(Referring expression data)
*** Begin section ***

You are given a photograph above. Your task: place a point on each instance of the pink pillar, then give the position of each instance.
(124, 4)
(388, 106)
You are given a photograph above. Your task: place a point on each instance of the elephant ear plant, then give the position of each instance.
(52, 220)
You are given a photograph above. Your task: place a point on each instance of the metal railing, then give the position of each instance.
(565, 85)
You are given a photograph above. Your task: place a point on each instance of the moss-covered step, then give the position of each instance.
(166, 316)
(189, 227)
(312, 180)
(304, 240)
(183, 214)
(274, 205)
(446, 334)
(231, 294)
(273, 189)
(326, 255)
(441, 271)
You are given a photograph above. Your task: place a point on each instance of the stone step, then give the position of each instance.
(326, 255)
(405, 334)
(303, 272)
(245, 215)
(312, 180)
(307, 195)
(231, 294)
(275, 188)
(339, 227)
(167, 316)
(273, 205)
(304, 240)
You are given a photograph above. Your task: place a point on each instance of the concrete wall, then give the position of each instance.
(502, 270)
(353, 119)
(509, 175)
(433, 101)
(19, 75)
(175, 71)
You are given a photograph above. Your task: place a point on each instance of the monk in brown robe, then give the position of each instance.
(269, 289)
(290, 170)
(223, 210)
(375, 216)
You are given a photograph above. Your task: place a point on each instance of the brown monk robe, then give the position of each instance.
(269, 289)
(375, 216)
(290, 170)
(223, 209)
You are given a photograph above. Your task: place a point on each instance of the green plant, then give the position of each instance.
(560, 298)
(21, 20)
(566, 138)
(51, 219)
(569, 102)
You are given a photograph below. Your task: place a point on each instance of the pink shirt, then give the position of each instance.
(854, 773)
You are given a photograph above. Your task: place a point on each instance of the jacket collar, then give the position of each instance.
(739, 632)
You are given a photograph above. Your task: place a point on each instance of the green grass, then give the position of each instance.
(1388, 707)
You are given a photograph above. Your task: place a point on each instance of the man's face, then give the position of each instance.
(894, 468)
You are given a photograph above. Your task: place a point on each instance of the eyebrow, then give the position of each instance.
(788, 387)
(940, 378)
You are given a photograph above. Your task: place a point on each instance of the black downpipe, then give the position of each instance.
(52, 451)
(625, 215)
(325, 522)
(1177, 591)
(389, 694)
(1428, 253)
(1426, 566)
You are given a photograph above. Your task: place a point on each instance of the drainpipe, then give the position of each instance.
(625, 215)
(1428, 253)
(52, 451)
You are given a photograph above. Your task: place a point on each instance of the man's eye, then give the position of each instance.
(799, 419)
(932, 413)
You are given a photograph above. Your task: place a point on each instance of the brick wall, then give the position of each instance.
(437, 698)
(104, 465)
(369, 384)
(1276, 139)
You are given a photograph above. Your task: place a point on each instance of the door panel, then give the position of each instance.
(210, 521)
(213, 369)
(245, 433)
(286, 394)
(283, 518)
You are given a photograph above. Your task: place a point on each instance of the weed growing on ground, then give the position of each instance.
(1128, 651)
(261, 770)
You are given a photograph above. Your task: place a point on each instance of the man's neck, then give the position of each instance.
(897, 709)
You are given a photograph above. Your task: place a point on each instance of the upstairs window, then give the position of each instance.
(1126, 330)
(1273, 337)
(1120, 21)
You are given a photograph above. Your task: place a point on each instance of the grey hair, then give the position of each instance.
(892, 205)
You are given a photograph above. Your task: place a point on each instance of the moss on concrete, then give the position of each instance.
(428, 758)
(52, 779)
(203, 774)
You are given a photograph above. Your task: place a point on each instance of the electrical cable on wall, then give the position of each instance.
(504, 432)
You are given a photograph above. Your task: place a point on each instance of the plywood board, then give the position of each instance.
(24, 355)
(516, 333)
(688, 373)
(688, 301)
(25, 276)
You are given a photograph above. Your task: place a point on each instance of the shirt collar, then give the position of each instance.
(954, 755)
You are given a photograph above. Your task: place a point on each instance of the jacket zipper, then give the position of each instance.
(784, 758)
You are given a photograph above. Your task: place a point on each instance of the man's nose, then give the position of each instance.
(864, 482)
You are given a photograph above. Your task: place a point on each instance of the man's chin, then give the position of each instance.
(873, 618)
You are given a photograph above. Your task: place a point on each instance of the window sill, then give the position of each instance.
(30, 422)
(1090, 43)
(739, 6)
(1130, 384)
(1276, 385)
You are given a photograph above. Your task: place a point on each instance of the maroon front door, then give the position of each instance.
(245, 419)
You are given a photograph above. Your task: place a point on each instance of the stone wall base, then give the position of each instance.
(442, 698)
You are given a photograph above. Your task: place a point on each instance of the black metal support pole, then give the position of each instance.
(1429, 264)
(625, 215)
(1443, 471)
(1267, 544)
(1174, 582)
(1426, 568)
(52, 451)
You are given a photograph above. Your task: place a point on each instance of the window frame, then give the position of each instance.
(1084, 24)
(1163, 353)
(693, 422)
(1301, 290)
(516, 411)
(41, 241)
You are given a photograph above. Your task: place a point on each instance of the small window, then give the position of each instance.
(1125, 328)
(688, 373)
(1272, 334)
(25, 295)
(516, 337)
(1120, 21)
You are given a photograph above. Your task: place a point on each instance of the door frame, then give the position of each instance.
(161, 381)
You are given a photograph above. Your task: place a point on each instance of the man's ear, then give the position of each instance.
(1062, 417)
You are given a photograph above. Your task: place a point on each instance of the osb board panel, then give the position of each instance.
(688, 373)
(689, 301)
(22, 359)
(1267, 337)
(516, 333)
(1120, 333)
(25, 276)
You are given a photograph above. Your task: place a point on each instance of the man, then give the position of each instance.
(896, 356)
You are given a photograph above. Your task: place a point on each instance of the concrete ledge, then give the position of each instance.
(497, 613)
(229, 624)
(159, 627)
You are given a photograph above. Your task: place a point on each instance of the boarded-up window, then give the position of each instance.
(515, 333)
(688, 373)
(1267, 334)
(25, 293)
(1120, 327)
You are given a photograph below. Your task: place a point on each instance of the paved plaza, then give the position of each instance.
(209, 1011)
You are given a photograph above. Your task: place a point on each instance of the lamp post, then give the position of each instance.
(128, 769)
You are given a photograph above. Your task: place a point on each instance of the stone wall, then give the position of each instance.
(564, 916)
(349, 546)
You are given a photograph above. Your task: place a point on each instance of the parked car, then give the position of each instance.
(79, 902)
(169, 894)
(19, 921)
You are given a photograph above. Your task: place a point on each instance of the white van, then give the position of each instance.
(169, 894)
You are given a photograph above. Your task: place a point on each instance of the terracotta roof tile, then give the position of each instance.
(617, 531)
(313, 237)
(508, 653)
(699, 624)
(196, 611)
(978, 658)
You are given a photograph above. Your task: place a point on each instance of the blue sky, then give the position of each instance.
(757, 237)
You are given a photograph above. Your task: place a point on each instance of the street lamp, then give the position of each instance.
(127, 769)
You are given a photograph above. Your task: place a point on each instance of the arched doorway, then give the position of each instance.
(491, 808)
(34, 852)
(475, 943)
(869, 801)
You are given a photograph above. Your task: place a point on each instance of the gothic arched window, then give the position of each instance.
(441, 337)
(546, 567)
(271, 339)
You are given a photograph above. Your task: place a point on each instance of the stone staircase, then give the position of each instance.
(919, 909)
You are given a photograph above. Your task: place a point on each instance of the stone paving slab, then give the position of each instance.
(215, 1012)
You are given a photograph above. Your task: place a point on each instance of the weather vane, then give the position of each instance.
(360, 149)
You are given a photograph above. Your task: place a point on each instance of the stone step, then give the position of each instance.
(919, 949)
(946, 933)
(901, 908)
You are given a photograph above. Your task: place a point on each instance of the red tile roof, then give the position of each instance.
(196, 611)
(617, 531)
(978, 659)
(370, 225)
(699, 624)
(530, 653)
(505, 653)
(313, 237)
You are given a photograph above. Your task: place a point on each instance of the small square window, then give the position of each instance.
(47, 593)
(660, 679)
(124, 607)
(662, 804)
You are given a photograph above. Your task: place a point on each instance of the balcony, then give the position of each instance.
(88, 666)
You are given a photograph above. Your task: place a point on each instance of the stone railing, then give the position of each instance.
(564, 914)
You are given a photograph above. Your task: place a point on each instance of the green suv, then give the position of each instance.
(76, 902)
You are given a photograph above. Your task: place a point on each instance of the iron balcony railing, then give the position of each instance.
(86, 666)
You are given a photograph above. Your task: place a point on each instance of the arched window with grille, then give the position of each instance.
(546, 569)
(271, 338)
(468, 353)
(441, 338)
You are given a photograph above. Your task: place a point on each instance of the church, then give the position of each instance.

*** End section ***

THE TASK: Output the line containing "suv, then give the position of each instance." and every line after it through the final line of the records above, exactly as written and nothing else.

YOUR RESPONSE:
You are given a photograph above. Your task: place a point on each instance of the green suv, then give the position of each instance.
(76, 902)
You are given a photograph above. Your task: place a point on each instance of the iron balcony railing, then give the position of each instance.
(86, 666)
You are given a photograph above. Your task: place a point on each instance of the arched window with grille, then give the position of each instance.
(546, 569)
(271, 338)
(468, 353)
(441, 338)
You are given a photograph above. Your task: place a point on each instance of the church, then give the position of each instance.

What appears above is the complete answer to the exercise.